[Obiettivo] Prosegui il brano sulla scrittura terapeutica che trovi qui sotto, scrivendo il seguito subito dopo la sua ultima frase.

[Brano da leggere]
# # # # #

Tuttavia, essa resta un metodo fondamentale di comunicazione umana ed è il mezzo finora più efficace per la conservazione e la trasmissione della memoria storica.

L’avvento della scrittura, secondo Jack Goody,  ci ha permesso un addomesticamento del pensiero tale da consentire processi quali l’astrazione, la formalizzazione, la logica, l’analisi, la classificazione, la sintesi e l’ipotesi e quindi la formazione di nuove teorie.

Grazie alla scrittura è possibile sperimentare l’innovazione, l’oggettività e il distacco. Quest’ultimo aspetto è particolarmente rilevante come vedremo più avanti.

Nonostante i benefici che gli adulti riconoscono alla scrittura quando si tratta di “cose da bambini“, come tenere un diario segreto, spesso vi è una maggiore resistenza nell’utilizzare questa opportunità nel mondo adulto.

Le motivazioni portate possono essere diverse, la mancanza di tempo, la perdita di creatività, il sentirsi ridicoli, l’aver perso l’abitudine di scrivere, ecc.

È noto come molti autori di ieri e di oggi abbiano dichiarato di aver utilizzato la scrittura artistica come strumento per esorcizzare le proprie paure o rielaborare l’esperienza di alcuni eventi della propria vita.


La scrittura terapeutica

La scrittura terapeutica può aiutarci a confrontarci con i nostri sentimenti nocivi e dolorosi che, se ascoltati, possono offrirci una maggiore comprensione del nostro mondo interiore, può essere il tramite che dà via libera alle nostre emozioni, permettendoci di esprimerci senza timori, in modo da conoscere noi stessi.

Ci consente di esplorare il nostro mondo emotivo, i nostri pensieri, sentimenti ed entrando in contatto con il nostro dialogo interno, incluse le emozioni negative.

La scrittura si può considerare come un viaggio interiore che offre la possibilità di ascoltarsi e conoscersi meglio.

Si tratta di imparare a parlare di emozioni e sentimenti senza sentirsi giudicati, costruire il nostro sé aiutandoci ad intravedere nuove strade di consapevolezza, orizzonti che non conoscevamo.

A livello terapeutico possiamo distinguere diverse tipologie di scrittura:

Scrittura creativa

Con questo termine si intende quel genere di scrittura che va oltre l’attività professionale, il semplice seguire le regole imposte dalla grammatica e dall’obiettivo da raggiungere dal punto di vista tecnico. È la scrittura che libera la potenzialità creativa di una persona, che esplora ambiti e soluzioni inediti, che vanno oltre la scrittura professionale, giornalistica, accademica, e tecnica.

Scrittura consapevole

Consente di mettere a nudo le proprie emozioni, di svelare traumi celati nell’inconscio, di evidenziare disagi e blocchi del vivere quotidiano. Diventa una forma quasi di meditazione, un modo per ritrovare la propria vera voce, la parte più profonda e interiore di noi stessi che ha bisogno di essere portata alla luce.

Scrittura espressiva

La scrittura espressiva è una strategia di scrittura ideata dallo psicologo sociale James W. Pennebaker, capace di dare voce alle emozioni. Attraverso la scrittura espressiva l’individuo entra in contatto con il proprio mondo interiore, intraprende un percorso di introspezione e presa di coscienza di sé.

# # # # #

[Materiale fornito]
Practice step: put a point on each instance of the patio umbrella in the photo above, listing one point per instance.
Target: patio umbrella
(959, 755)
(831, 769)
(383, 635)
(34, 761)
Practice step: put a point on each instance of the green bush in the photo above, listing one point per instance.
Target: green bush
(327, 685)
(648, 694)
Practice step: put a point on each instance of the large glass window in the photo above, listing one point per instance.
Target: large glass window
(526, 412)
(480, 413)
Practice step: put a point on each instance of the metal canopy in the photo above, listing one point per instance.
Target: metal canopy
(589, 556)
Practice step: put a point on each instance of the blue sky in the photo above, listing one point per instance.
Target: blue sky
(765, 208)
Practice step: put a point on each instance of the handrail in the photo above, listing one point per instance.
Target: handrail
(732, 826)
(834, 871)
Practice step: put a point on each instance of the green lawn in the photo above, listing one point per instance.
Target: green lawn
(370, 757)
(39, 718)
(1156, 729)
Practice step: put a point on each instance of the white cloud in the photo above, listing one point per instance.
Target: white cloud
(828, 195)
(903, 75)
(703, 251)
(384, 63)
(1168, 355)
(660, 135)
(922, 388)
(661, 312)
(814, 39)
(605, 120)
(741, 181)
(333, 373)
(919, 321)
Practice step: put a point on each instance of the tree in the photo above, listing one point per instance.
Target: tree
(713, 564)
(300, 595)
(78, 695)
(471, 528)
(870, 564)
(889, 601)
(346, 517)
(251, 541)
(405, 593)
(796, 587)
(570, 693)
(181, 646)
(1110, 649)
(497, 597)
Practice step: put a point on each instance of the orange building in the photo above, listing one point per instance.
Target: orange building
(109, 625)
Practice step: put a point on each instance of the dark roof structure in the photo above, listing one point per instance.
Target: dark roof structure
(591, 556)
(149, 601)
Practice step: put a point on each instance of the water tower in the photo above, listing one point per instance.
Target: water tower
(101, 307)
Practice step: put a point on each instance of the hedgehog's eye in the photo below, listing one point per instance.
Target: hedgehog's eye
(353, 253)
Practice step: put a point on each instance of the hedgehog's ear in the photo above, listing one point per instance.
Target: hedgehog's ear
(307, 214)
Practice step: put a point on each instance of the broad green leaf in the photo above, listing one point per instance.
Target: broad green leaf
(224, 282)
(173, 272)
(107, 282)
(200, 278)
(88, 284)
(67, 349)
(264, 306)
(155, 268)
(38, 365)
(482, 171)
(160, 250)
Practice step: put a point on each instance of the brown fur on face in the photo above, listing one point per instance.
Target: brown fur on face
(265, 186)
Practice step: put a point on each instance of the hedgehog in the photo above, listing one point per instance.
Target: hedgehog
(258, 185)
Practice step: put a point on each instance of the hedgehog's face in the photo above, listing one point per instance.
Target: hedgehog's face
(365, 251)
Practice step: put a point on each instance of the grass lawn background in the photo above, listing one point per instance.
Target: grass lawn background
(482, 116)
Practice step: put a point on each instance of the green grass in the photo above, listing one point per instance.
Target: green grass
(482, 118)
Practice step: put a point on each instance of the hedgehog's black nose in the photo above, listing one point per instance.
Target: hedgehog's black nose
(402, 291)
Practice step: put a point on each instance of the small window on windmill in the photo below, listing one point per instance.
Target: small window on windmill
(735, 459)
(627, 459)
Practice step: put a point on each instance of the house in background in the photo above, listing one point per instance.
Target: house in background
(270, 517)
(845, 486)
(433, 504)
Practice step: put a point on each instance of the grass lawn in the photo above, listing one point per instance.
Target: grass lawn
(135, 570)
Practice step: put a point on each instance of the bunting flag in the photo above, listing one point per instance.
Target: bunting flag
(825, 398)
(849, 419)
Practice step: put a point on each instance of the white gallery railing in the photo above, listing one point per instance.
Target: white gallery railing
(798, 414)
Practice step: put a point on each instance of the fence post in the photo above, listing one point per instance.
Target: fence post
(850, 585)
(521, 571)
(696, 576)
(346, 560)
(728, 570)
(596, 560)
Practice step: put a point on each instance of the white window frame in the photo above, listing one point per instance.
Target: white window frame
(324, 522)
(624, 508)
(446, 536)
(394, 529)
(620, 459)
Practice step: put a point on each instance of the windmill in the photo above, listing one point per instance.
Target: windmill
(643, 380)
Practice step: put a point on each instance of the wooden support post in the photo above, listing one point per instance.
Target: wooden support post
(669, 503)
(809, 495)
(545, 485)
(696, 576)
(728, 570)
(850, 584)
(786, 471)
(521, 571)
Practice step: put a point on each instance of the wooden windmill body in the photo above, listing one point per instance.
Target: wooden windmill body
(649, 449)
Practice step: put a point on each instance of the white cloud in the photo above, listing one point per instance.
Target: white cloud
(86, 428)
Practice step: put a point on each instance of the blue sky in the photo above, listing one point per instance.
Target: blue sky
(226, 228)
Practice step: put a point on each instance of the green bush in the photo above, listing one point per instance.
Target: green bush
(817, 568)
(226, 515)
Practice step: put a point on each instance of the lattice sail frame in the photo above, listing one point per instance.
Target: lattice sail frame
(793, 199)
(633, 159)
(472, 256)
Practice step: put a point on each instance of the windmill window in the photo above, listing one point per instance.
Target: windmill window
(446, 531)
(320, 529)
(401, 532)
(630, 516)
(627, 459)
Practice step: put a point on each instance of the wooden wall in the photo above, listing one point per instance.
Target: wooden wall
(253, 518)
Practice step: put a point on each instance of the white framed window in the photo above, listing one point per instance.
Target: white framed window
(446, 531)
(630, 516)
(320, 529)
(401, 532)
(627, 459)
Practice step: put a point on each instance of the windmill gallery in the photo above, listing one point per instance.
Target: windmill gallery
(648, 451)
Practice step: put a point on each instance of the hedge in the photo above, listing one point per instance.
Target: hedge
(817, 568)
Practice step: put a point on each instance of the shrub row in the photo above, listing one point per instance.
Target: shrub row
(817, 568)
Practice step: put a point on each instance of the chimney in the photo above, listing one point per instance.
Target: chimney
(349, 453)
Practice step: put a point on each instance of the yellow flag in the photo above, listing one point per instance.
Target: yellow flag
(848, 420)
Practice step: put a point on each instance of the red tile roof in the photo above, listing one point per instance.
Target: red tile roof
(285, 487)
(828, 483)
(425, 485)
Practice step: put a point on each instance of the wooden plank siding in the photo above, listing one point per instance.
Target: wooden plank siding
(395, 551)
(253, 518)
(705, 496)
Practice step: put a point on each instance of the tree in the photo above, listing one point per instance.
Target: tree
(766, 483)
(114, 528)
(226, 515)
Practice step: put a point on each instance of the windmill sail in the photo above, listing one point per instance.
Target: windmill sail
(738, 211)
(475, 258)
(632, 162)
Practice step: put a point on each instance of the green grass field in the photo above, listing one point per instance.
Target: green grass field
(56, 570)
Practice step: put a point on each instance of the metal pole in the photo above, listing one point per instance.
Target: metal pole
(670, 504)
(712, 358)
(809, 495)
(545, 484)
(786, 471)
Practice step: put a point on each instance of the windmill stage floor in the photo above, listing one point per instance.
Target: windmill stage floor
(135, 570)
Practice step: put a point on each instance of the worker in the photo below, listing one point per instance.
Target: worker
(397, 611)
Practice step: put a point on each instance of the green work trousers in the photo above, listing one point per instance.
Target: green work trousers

# # # # #

[Risposta scritta]
Lo studio Pennebaker

James W. Pennebaker, professore dell’Università del Texas, viene considerato lo scopritore dell’effetto terapeutico della scrittura.

Egli, a causa di una serie di eventi personali sperimentò dapprima su sé stesso i benefici di questo gesto.

Pennebaker si sposò subito dopo il college nei primi anni del ’70 ma dopo tre anni, lui e sua moglie iniziarono ad avere i primi problemi.

Egli divenne confuso e incerto, sprofondando pian piano nella depressione. Iniziò a mangiare meno ed a bere di più, isolandosi.

Dopo un mese dalla crisi, una mattina, Pennebaker saltò letteralmente giù dal letto e si sedette davanti alla macchina da scrivere.

Si fermò lì per un po’ a riflettere poi, iniziò a scrivere del suo matrimonio, dei suoi genitori, della sua sessualità, della sua carriera ed anche della morte.

Scrisse a lungo finché accadde qualcosa di sorprendente. Si sentì più leggero, la depressione pian piano svaniva lasciando il posto alle emozioni più piacevoli.

Pennebaker, iniziò a sentire nuovamente l’unione affettiva e profonda che provava per sua moglie.

L’aver attraversato questa fase complicata fece sì che Pennebaker investisse 40 anni della sua vita nella ricerca, con lo scopo di comprendere al meglio le connessioni fra lo scrivere e le emozioni.

Analizzò a lungo gruppi di persone a cui chiedeva di scrivere di avvenimenti emotivamente significativi ed altri cui chiedeva di scrivere di cose comuni come le scarpe o le macchine che attraversavano il viale. Entrambi i gruppi scrivevano per circa 20 minuti al giorno, 3 giorni consecutivi.

In queste sezioni di scrittura alcuni partecipanti scrissero di abusi sessuali, alcuni di fallimenti, altri ancora della devastazione della perdita sentimentale, legata a malattie o alla morte.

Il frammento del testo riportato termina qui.